Return every one of the lines below verbatim, without changing anything.

Start INPUT

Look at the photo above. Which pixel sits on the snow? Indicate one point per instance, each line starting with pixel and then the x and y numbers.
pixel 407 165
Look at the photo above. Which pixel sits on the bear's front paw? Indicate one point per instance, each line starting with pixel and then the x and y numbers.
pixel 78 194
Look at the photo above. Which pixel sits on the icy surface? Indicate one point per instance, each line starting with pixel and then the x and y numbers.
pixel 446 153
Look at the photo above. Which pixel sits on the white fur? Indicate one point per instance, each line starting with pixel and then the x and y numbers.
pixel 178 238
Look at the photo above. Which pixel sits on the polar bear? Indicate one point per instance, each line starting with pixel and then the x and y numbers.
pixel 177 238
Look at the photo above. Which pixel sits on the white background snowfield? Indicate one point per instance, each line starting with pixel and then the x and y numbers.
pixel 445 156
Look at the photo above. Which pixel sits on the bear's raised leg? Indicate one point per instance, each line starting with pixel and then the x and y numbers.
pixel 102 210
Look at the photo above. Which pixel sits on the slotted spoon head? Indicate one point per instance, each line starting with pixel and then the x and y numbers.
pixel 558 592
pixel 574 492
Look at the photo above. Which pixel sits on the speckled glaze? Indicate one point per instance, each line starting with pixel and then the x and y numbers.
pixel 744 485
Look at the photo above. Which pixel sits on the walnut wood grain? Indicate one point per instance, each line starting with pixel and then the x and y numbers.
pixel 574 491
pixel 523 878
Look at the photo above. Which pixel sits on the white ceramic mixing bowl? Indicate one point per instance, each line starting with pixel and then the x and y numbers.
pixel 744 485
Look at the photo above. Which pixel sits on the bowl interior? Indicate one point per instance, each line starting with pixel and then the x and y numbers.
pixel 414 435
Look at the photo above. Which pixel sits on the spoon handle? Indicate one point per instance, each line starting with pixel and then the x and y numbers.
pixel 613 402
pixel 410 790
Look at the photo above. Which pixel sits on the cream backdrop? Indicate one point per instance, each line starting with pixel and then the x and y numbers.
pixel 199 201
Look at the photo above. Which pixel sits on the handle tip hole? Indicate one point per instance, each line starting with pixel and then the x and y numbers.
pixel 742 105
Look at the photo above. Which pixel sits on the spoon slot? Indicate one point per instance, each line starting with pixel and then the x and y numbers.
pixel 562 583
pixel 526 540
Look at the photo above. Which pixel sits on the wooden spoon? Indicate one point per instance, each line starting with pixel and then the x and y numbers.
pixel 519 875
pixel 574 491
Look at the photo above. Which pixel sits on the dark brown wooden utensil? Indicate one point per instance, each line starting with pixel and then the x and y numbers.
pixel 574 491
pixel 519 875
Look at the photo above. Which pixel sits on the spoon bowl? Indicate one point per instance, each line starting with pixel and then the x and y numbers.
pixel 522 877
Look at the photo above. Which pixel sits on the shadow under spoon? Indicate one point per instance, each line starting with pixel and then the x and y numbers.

End INPUT

OUTPUT FOR THIS TASK
Look at the photo above. Which pixel sits on the snow? Indicate one point per instance, each line starting with pixel and then the x and y numbers.
pixel 407 165
Look at the photo above. Which pixel sits on the bear's front paw? Indicate one point per instance, each line starting with pixel and then the x and y numbers.
pixel 78 194
Look at the photo above. Which pixel sits on the icy surface? Indicate one point per instance, each line starting with pixel and then the x and y numbers.
pixel 446 153
Look at the photo above. Which pixel sits on the white fur? Indicate one point per instance, each line starting with pixel and then the x and y numbers.
pixel 178 238
Look at the photo above. Which pixel sits on the polar bear? Indicate one point per instance, each line starting with pixel and then the x and y numbers.
pixel 177 238
Look at the photo above. Which pixel sits on the white background snowfield? Indicate one point per instance, each line starting with pixel and then the x and y numbers.
pixel 445 156
Look at the photo above. Which pixel sits on the bear's raised leg? Indicate one point per instance, each line starting with pixel and then the x and y numbers.
pixel 102 210
Look at the photo above. Which pixel sits on the slotted spoon head? Indicate one point per instance, each line starting with pixel and then the x and y numbers.
pixel 558 592
pixel 574 492
Look at the photo above. Which pixel sits on the speckled glaze? Indicate one point per instance, each line starting with pixel and then the x and y numbers.
pixel 744 485
Look at the photo above. Which pixel sits on the walnut wood grain? Indicate one point per instance, each line starting with pixel and then the x and y numbers.
pixel 574 491
pixel 523 878
Look at the photo above. Which pixel sits on the white ceramic mixing bowl? Indicate one point per instance, each line starting with pixel and then the x and y numbers.
pixel 744 485
Look at the photo above. Which pixel sits on the bowl interior? Indicate one point per instance, each line starting with pixel and then the x and y numbers.
pixel 414 435
Look at the photo above. Which pixel sits on the spoon handle? Indicate one point per instance, each line starting with pixel and then the x and y numbers.
pixel 613 402
pixel 410 790
Look at the photo above. Which pixel sits on the cream backdrop? Indicate one point per instance, each line starting with pixel and then the x and y numbers.
pixel 199 201
Look at the photo above. Which pixel sits on the handle tip hole? Indicate one point per instance, each line starting with pixel and then the x and y numbers.
pixel 742 105
Look at the photo above. Which pixel sits on the spoon slot? Indicate one point per instance, each line starting with pixel and then the x and y numbers.
pixel 562 583
pixel 526 540
Look at the photo above. Which pixel sits on the wooden spoon? Indicate one point per instance, each line starting with pixel and then the x and y numbers.
pixel 519 875
pixel 574 491
Look at the photo above. Which pixel sits on the dark brown wooden utensil? Indicate one point per instance, each line starting with pixel and then the x and y numbers.
pixel 574 491
pixel 519 875
Look at the photo above. Which pixel sits on the spoon bowl? Indicate one point per instance, each line starting with pixel and then the x and y numbers.
pixel 522 877
Look at the photo above. Which pixel sits on the shadow under spoon? Indicate one point per instance, each line starting with pixel and then the x and y numbers.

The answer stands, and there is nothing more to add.